**Exercise task 1**
Translate this sentence from the court opinion into Spanish: "All statutory citations are to the Penal Code."

**Text block**
* BEGIN *
From Casetext: Smarter Legal Research

People v. El

COURT OF APPEAL OF THE STATE OF CALIFORNIA SECOND APPELLATE DISTRICT DIVISION EIGHT
Dec 21, 2018
B287833 (Cal. Ct. App. Dec. 21, 2018)

Opinion

B287833

12-21-2018

THE PEOPLE, Plaintiff and Respondent, v. LAMAAS EL, Defendant and Appellant.

David M. Thompson, under appointment by the Court of Appeal, for Defendant and Appellant. Xavier Becerra, Attorney General, Gerald A. Engler, Chief Assistant Attorney General, Lance E. Winters, Assistant Attorney General, and John Yang, Deputy Attorney General, for Plaintiff and Respondent.


NOT TO BE PUBLISHED IN THE OFFICIAL REPORTS

California Rules of Court, rule 8.1115(a), prohibits courts and parties from citing or relying on opinions not certified for publication or ordered published, except as specified by rule 8.1115(b). This opinion has not been certified for publication or ordered published for purposes of rule 8.1115. (Los Angeles County Super. Ct. No. BA441489) APPEAL from a judgment of the Superior Court of Los Angeles County, Katherine Mader, Judge. Affirmed. David M. Thompson, under appointment by the Court of Appeal, for Defendant and Appellant. Xavier Becerra, Attorney General, Gerald A. Engler, Chief Assistant Attorney General, Lance E. Winters, Assistant Attorney General, and John Yang, Deputy Attorney General, for Plaintiff and Respondent.

INTRODUCTION

Defendant pleaded no contest to one count of second degree robbery after executing a Harvey waiver and agreeing to a 15-year sentence, "at 85 percent." Although the trial court ordered victim restitution on all charged counts, including the six that were dismissed, it did not impose the mandatory local crime prevention programs fine ("crime prevention fine;" Pen. Code, § 1202.5).

People v. Harvey (1979) 25 Cal.3d 754, 758 (Harvey).

All statutory citations are to the Penal Code.

Defendant timely appealed, but limited his appeal to issues that do not require a certificate of probable cause. Appointed counsel on appeal filed a brief pursuant to People v. Wende (1979) 25 Cal.3d 436 (Wende). At the court's invitation, defendant filed his own brief, raising a number of issues. After independently reviewing the record, we invited supplemental briefing to address the trial court's failure to impose the crime prevention fine and granted defendant's request to file a supplemental brief concerning the amendments to sections 667 and 1385, which, beginning January 1, 2019, will give trial courts the discretion to strike the five-year enhancement imposed pursuant to section 667, subdivision (a) for a prior felony conviction.

We affirm the judgment, find the failure to impose the crime prevention fine did not result in an unauthorized sentence that may be corrected on appeal, and conclude the bargained-for sentence does not entitle defendant to a remand for the trial court to consider whether to exercise its discretion to strike the five-year prior serious felony enhancement.
* END *
**Supplied material**
* BEGIN *
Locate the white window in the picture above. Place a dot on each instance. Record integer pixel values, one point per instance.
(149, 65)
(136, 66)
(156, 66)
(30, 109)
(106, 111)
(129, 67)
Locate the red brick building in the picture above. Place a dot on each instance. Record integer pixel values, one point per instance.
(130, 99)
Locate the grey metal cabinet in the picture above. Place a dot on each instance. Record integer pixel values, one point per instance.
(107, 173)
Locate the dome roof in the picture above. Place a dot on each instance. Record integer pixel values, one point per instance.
* END *
* BEGIN *
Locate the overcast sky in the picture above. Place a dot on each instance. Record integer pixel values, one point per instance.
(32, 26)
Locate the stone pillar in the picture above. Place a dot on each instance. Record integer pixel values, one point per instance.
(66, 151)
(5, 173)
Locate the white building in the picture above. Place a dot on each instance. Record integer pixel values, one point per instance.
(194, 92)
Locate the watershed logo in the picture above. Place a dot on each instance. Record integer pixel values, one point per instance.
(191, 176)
* END *
* BEGIN *
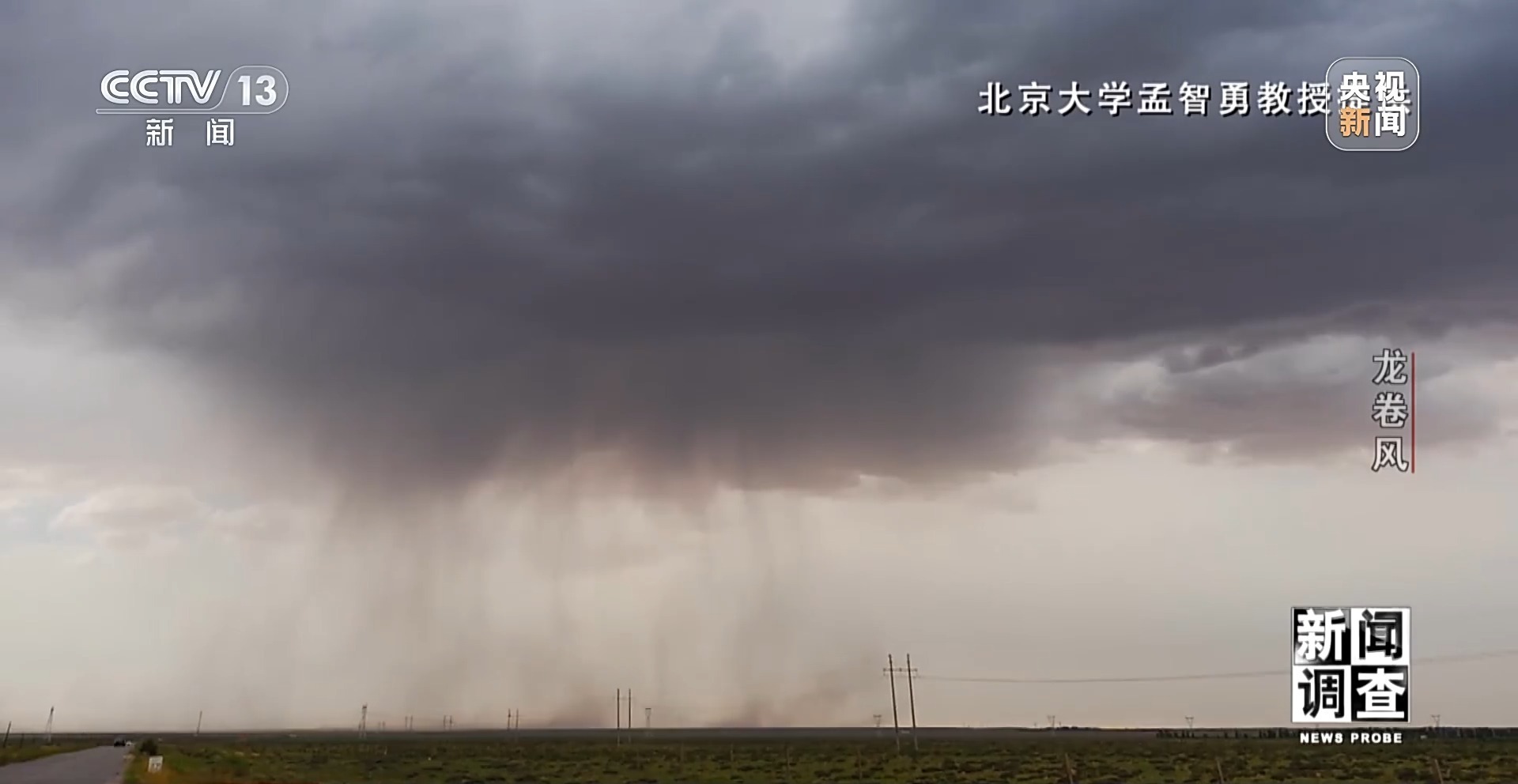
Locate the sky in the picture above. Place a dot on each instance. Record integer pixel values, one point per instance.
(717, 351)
* END *
**Exercise task 2**
Rewrite the listing from the line with "Locate the white window" to the line with "Locate the dome" as a JSON list of strings, one string per line, skipping blank lines.

**Correct result 1**
Todas las citas de leyes remiten al Código Penal.

**Correct result 2**
[
  "Locate the white window in the picture above. Place a dot on each instance. Record integer pixel values, one point per instance.",
  "(149, 65)",
  "(136, 66)",
  "(156, 66)",
  "(30, 109)",
  "(106, 111)",
  "(129, 67)",
  "Locate the red brick building in the picture above. Place a dot on each instance. Record integer pixel values, one point per instance.",
  "(130, 99)",
  "Locate the grey metal cabinet in the picture above. Place a dot on each instance. Record integer pixel values, one point per instance.",
  "(107, 173)",
  "Locate the dome roof in the picture above. Place a dot on each instance. Record integer pixel values, one point per instance."
]